- Installed: 1298
- Term ended: 1303
- Predecessor: Lodomer
- Successor: Michael Bő

Personal details
- Died: 7 September 1303 Anagni
- Denomination: Roman Catholic
- Parents: Botond Bicskei
- Alma mater: University of Padua

= Gregory Bicskei =

Hungarian clergyman (died 1303)

Gregory Bicskei (Bicskei Gergely; died 7 September 1303) was a prelate in the Kingdom of Hungary at the turn of the 13th and 14th centuries. He was the elected Archbishop of Esztergom between 1298 and 1303. Supporting the claim of the Capetian House of Anjou, he was a tough opponent of Andrew III of Hungary. He crowned Charles I king with a provisional crown in 1301. He was murdered in Anagni by soldiers whom Philip IV of France had sent to Italy to capture Pope Boniface VIII.

==Family==

He was born into the gens (clan) Bicske, which possessed landholdings in Pest and Fejér counties. According to the Chronicon Posoniense ("Chronicle of Pressburg"; present-day Bratislava, Slovakia), his father was Botond, which fact was also confirmed by a letter of Pope Benedict XI. Botond was the first known member of the Bicskei (later also known as Szerdahelyi) family. Gregory had two brothers, Peter and John. According to a document dating from 1306, Peter and John were granted permission to levy tolls in the locality of Bicske by Charles I for their military merits. The Bicskeis' genealogical origin was first written by historian Antal Pór. Beforehand, Jesuit scholar György Pray incorrectly considered that Gregory originated from the gens Koppán (or Katapán), while Nándor Knauz also shared this opinion in his work Monumenta ecclesiae Strigoniensis.

Gregory was first mentioned by a contemporary record in September 1274, when a certain noble, John Csapoli, declaring that he has no legitimate heir, handed over a portion of his estate Csabdi as a morning-gift to his wife, Botond's sister. Thereafter she donated the land to her nephews, Peter, John and Gregory. In the same time, they bought the remainder of the estate from John Csapoli on the condition that he and his wife shall be provided with everything necessary until their death. The above contract of sale has been repeated in August–September 1291.

==Early career==
As the youngest of the three brothers, Gregory entered ecclesiastical career. It is possible he is identical with that Gregory, a canon of Székesfehérvár, who represented his king Stephen V in a court of arbitration during a conflict between Philip of Spanheim, Patriarch of Aquileia and the Counts of Gorizia in 1271. He was appointed as a guardian (custos) of the Székesfehérvár Cathedral by provost Theodore Tengerdi sometime between April 1287, the last mention of his predecessor Michael, and February 1289, when Pope Nicholas IV requested trustees from guardian Gregory, cantor Esau and lector Paul to confirm Theodore Tengerdi as provost. Gregory was referred to as guardian in the period from 1287 to 1295. Balázs Kertész argued that Gregory was made guardian sometime between March and June 1287. Beside that, Gregory was also a canon of Esztergom. Benedict Rád, the Bishop of Veszprém nominated Gregory as his legal representative in the lawsuit over the tithe of the three villages of Marót between the diocese and the Dömös Chapter in May 1295. Archbishop Lodomer instructed Gregory (representative of Veszprém), Haab, Bishop of Vác (representative of Sal Hahót, the provost of Dömös) and Emeric, archdeacon of Hont (Lodomer's envoy) to meet in August in Buda. Gregory was present, but due to the absence of Benedict Rád, the trial was postponed to September.

**Information shown**
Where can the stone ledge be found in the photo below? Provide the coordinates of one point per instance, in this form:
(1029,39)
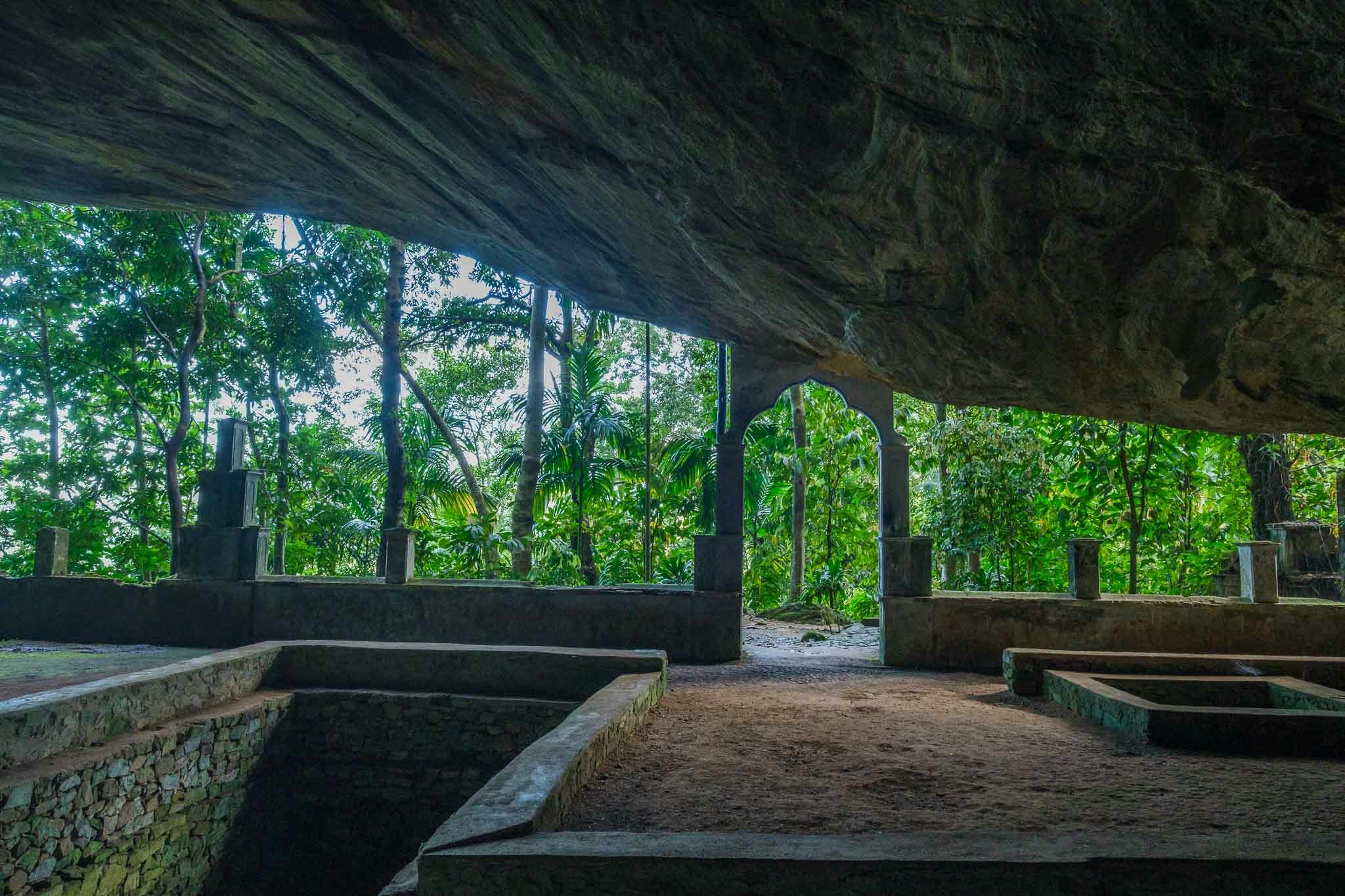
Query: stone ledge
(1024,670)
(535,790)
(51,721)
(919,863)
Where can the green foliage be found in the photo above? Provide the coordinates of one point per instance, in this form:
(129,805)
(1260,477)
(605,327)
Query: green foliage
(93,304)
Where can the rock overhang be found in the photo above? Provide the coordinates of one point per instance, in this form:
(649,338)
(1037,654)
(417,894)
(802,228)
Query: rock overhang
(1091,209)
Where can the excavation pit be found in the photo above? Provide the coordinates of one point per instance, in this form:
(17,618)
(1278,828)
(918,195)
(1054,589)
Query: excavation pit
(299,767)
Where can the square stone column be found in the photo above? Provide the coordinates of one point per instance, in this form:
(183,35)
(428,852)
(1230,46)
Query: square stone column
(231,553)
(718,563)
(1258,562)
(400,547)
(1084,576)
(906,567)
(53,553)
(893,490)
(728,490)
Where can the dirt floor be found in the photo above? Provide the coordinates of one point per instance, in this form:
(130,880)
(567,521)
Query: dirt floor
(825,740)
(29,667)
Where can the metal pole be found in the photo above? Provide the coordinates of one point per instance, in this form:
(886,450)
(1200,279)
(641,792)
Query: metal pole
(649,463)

**Activity list**
1 - In the article on Gregory Bicskei, which historian first wrote the genealogical origin of the Bicskeis?
2 - Return the stretch of the Gregory Bicskei article from "He was born" through "Monumenta ecclesiae Strigoniensis.".
3 - State whether each statement agrees with the article on Gregory Bicskei. For each one, answer yes or no and quote the deciding words of the article. (a) Gregory was the eldest of three brothers. (b) Gregory crowned Charles I with a provisional crown in 1301. (c) The trial in Buda was postponed because Gregory did not appear.

**Outputs by task**
1 - Antal Pór

2 -
He was born into the gens (clan) Bicske, which possessed landholdings in Pest and Fejér counties. According to the Chronicon Posoniense ("Chronicle of Pressburg"; present-day Bratislava, Slovakia), his father was Botond, which fact was also confirmed by a letter of Pope Benedict XI. Botond was the first known member of the Bicskei (later also known as Szerdahelyi) family. Gregory had two brothers, Peter and John. According to a document dating from 1306, Peter and John were granted permission to levy tolls in the locality of Bicske by Charles I for their military merits. The Bicskeis' genealogical origin was first written by historian Antal Pór. Beforehand, Jesuit scholar György Pray incorrectly considered that Gregory originated from the gens Koppán (or Katapán), while Nándor Knauz also shared this opinion in his work Monumenta ecclesiae Strigoniensis.

3 -
(a) No: "As the youngest of the three brothers, Gregory entered ecclesiastical career."
(b) Yes: "He crowned Charles I king with a provisional crown in 1301."
(c) No: "Gregory was present, but due to the absence of Benedict Rád, the trial was postponed to September."